* Task description *
Copy these lines word for word, but leave out the picture.

* Record set *
/---
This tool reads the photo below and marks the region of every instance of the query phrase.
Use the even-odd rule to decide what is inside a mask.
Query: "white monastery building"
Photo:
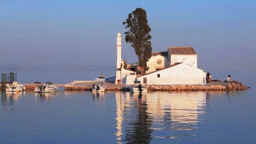
[[[124,68],[121,59],[121,34],[117,37],[117,70],[115,83],[133,84],[135,80],[147,85],[195,85],[205,83],[206,72],[197,68],[197,54],[192,47],[168,47],[165,52],[152,53],[144,75]],[[133,70],[138,62],[128,67]]]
\---
* The solution *
This tool reads the photo below and marks the region of every instance of the query phrase.
Use the even-odd rule to decide what is inside a mask.
Query: "white monastery building"
Photo:
[[[124,68],[121,59],[121,34],[117,37],[117,70],[115,83],[133,84],[135,80],[147,85],[195,85],[205,83],[206,72],[197,68],[197,54],[192,47],[168,47],[165,52],[152,53],[144,75]],[[133,70],[138,62],[128,67]]]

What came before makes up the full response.